What you have to do: Carry none of the pictures over; set down the material below exactly.

-- BEGIN --

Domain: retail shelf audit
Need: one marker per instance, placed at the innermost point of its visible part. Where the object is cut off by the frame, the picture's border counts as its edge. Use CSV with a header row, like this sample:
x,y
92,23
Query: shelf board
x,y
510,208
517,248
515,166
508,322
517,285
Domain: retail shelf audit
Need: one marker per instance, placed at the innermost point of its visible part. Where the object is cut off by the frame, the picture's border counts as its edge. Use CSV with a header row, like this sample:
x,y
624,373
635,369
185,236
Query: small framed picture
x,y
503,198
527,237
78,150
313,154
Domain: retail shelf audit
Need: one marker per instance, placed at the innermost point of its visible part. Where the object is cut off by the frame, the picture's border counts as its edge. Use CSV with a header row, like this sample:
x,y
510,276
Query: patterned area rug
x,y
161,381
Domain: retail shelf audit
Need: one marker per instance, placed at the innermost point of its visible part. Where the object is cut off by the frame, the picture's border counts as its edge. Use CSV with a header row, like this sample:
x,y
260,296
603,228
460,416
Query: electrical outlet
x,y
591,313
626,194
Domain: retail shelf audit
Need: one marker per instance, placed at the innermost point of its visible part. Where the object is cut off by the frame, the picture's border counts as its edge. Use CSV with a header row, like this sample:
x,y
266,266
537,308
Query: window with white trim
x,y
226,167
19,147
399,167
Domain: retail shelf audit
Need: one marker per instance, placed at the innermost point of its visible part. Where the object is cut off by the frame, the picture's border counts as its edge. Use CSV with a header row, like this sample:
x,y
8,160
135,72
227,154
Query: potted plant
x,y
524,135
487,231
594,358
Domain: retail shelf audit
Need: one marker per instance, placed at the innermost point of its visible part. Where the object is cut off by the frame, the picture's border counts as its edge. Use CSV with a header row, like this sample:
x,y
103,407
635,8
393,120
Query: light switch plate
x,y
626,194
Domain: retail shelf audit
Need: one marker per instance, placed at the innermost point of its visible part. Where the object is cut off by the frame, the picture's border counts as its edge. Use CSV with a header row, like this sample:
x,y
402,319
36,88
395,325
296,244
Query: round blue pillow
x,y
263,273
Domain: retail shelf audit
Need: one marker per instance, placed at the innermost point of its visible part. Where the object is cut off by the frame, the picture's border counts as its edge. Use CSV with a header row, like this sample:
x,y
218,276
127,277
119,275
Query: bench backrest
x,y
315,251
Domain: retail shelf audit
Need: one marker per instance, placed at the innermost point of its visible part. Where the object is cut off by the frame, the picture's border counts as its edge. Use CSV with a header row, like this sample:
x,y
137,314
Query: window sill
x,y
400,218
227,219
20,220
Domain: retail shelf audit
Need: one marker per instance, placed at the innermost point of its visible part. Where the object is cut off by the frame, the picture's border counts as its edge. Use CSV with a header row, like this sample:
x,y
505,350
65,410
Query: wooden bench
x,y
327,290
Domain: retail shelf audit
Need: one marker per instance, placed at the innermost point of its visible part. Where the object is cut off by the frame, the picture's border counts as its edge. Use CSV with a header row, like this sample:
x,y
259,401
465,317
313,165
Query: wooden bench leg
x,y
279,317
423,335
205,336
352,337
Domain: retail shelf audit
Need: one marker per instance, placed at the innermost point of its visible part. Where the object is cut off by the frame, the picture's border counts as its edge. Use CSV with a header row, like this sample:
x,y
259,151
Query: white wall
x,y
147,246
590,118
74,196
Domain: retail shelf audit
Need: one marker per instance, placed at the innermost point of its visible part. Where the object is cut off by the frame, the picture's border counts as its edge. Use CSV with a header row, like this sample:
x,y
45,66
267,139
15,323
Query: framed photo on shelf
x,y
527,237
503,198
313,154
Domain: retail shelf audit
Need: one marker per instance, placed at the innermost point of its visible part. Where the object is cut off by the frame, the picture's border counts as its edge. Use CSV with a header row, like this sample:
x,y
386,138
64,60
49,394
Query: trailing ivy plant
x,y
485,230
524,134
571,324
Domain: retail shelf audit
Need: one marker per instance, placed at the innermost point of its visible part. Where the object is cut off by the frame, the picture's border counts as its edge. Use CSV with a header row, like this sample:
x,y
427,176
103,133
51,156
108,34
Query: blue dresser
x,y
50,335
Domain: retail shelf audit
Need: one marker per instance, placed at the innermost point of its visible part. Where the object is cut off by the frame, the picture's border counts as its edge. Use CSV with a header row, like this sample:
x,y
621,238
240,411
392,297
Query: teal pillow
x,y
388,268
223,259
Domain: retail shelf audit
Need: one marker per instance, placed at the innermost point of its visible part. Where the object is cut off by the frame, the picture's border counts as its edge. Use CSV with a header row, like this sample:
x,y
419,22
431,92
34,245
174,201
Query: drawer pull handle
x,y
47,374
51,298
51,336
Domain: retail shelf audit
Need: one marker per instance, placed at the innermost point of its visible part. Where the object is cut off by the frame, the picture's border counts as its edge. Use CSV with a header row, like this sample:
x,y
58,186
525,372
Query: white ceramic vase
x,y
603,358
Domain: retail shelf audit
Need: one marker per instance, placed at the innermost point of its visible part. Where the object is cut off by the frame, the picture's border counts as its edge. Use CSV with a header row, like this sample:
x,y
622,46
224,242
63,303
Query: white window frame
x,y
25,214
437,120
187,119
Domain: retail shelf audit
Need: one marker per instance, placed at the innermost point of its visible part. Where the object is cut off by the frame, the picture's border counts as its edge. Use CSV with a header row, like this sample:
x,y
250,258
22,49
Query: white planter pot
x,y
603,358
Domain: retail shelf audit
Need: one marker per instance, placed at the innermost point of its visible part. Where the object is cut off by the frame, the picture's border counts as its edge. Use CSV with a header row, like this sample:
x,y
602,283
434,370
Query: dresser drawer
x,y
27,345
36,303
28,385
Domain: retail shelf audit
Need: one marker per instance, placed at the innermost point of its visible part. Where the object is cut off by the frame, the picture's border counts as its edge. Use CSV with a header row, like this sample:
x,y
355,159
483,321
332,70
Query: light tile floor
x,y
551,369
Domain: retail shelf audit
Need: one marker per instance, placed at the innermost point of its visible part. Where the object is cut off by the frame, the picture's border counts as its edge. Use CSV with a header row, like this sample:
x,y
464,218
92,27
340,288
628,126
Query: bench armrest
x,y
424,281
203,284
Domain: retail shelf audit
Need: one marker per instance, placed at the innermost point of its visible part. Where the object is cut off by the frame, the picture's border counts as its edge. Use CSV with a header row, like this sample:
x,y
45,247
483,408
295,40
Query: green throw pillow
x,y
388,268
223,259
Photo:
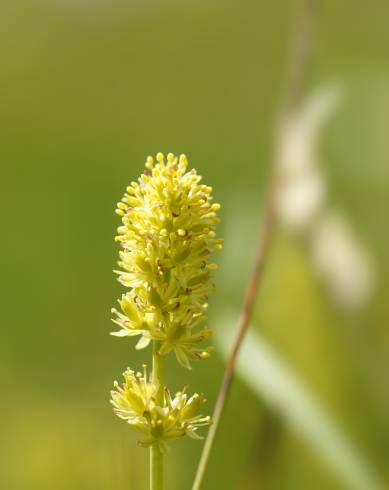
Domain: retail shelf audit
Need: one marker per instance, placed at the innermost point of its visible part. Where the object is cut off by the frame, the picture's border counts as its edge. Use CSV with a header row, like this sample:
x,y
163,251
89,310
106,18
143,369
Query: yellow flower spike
x,y
167,237
134,402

-- END --

Exercise output:
Domain: retail shelf audit
Need: one marker per instance, placed at the innermost point of its visible part. Where the object is cut off by the frame, the picture's border counts as its edge. Use CSV with a header row, like this sample:
x,y
92,23
Query: shelf board
x,y
510,208
517,248
515,166
508,322
517,285
Domain: retail shelf audit
Need: one marker per instance, placed at the innermost point of its visible part. Where the object is cut off by the frame, the picture's border counts as its edge. Use CSV with a header row, like this sample:
x,y
624,373
635,369
185,236
Query: small framed picture
x,y
503,198
527,237
78,150
313,154
Domain: retail shelf audit
Need: one marker per instance, placed at the innermost point of its visible part. Where the object is cut off by the frame, the picture's border counts as its edge. Use CSV with a header row, like this sample:
x,y
510,276
Query: patterned area rug
x,y
161,381
Domain: retail shelf audit
Need: one marker per instance, placed at the innermost point of its visible part. Where the object is cut off by the frame, the picture's border counts as its edge. Use CSV with a header row, like this sample:
x,y
260,296
603,228
460,416
Query: electrical outlet
x,y
591,313
626,194
Domain: retail shelf audit
Need: one marker per instance, placed at the innermost point of its visible part. Where the object is cut off by the frame, the picture's border counts as its edge. Use CSV with a header row, like this sample:
x,y
266,266
537,308
Query: window with white trim
x,y
226,167
19,147
399,167
Domain: retail shelf audit
Need: one marker per instance, placed at the innermost point of its visible part. Where the object is cut off by the frame, the picture's border counts as its edge. Use CSV with a header row, like this sample:
x,y
8,160
135,72
227,154
Query: potted plant
x,y
524,135
487,231
594,358
Domain: retail shelf audit
Need: one marker per instance, placed at the innermost point of its visible part. Where the object is cut off by the frame, the picture's border counts as its edge. Use CSV with a header row, like this sample:
x,y
103,407
635,8
393,120
Query: light switch plate
x,y
626,194
Domain: retail shelf audit
Need: one marker per instance, placed at the innermost point of its visible part. Where the object is cut off by the frame, the picture's border counts as its edge. Use CSV with a header row, like this sample:
x,y
402,319
36,88
395,325
296,244
Query: round blue pillow
x,y
263,273
Domain: retail shelf audit
Need: one marker per instance, placed at the innermost point of its visible part. Where the object is cut off by the frame, the picture's border counts as its edge. Use CSV with a header row, like this sample:
x,y
218,276
127,277
119,275
Query: bench backrest
x,y
315,251
Domain: retail shelf audit
Need: one marker per instance, placed at the innermost point of its visible part. Where the object is cut off by the frame, the picture's border counts as its edge. Use CSV with a header row, like this sample:
x,y
137,314
Query: window sill
x,y
400,218
227,219
20,220
Domain: retail shelf audit
Need: one marker per instance, placed at the innermost point of its visible part. Where the object is cut off by the frame, the picture's border counts as its edge. Use CSV with a header row, like this sample:
x,y
505,350
65,410
Query: wooden bench
x,y
327,290
Domain: retail shelf audit
Need: one marker per instance, placed at the innermost point of its visible part. Where the object is cut off by the frame, the picture's border counts as its edge. Use CSV with a header row, like this sample:
x,y
259,401
465,317
313,165
Query: wooden bench leg
x,y
279,317
423,335
205,336
352,337
Domain: retail shelf audit
Need: one marker per instance, placed at the innermost point of its visible part. Where the object is cut off by the frame, the picture's border counts as its edge. Use CSV with a header row, like this sample:
x,y
259,151
Query: white wall
x,y
147,246
590,118
74,196
Domain: retail shelf audit
Need: one marker per instance, placed at the innermost point of its visible part. Where the object is cut off by the frame, the picture's border counts as its edge. Use CSV with a header row, like this sample:
x,y
45,66
267,139
15,323
Query: framed photo on shelf
x,y
527,237
503,198
313,154
Domain: retail shelf audit
Need: one marker per instance, placed at the innermost point of its visible part. Where the object is cut off by the frame, the picture's border counts as its edge. Use CSV with a header row, like this sample:
x,y
386,138
64,60
49,394
Query: trailing ivy plant
x,y
485,230
524,134
571,324
Domain: retail shelf audit
Need: one marker per instance, placed at the innermost point of its visible part. Where the object is cut off by the frame, the picture's border counts as its edge. Use CSV with a header row, like this sample:
x,y
427,176
103,133
51,156
108,34
Query: blue dresser
x,y
50,335
Domain: retail shelf audit
Need: one marker per instance, placed at the innermost point of its visible part. Where the object is cut off by the frame, the picture's border counts as its edge. Use CSV with a header row, like this sample:
x,y
621,238
240,411
392,297
Query: teal pillow
x,y
388,268
223,259
Domain: retail shelf audit
Need: one marker per instance, placed at the innermost point of its visible part. Where the object is cut off by the frame, the picture's border counts as its edge. Use CSV with a header row, like this sample:
x,y
419,22
431,92
34,245
174,201
Query: drawer pull handle
x,y
47,374
51,298
51,336
Domain: retail shelf audit
Need: one marker per instance, placed at the innermost point of its visible part. Where the object is cut off by the frame, the picture's border counts as its edge. Use CSV with a header row, like this sample:
x,y
58,186
525,372
Query: white ceramic vase
x,y
603,358
Domain: retail shelf audit
Need: one marker per instance, placed at the innermost point of its visible part. Where the object is cut off by the frame, the picture's border counts as its edge. Use CSV with a header row, like this sample:
x,y
622,46
224,242
63,303
Query: white window frame
x,y
25,214
437,120
187,119
Domain: retail shelf audit
Need: one marker per instance, placed at the innermost point of its visible part. Where the object is cut off by the frame, the picture's border counts as its edge. Use CSV with a header row, like this sample:
x,y
250,258
22,49
Query: white planter pot
x,y
603,358
Domain: retail shelf audit
Need: one marker per instance, placed at the innermost point of its visible part. Where the object is cut off by the frame, the picture's border counts as its edge. Use CSV with a header row, like this sample:
x,y
602,283
434,370
Query: dresser drawer
x,y
27,345
36,303
28,385
Domain: retail shelf audit
Need: one marker per instance, placed at the innermost point of its visible part. Where the object is cut off by the frame, the picture's border counts as its edge. Use CSV with a header row, like this sample:
x,y
355,159
483,321
332,70
Query: light tile floor
x,y
551,369
Domain: retail shelf audit
Need: one marker per instance, placed at the innermost point of its visible part. Where the object is cut off by the frame, the picture's border counts as its edge. Use CSV with a header row, like this sample:
x,y
464,218
92,27
340,288
628,126
Query: bench armrest
x,y
424,281
203,284
Domain: retail shelf audit
Need: one marker per instance, placed at the innermost point of its visible part. Where the object is cut off by the frame, the picture's border counts as its edge. Use CSV with a header row, like this sample:
x,y
45,247
483,408
295,40
Query: green throw pillow
x,y
388,268
223,259
Photo:
Domain: retail shelf audit
Need: one marker per instance, placed at the innermost point of its visible part. Where the object is cut off by the frame, the picture's border counts as its edge. Use CSV with a header row, like this sample:
x,y
163,251
89,310
106,18
143,369
Query: yellow flower spike
x,y
167,237
134,402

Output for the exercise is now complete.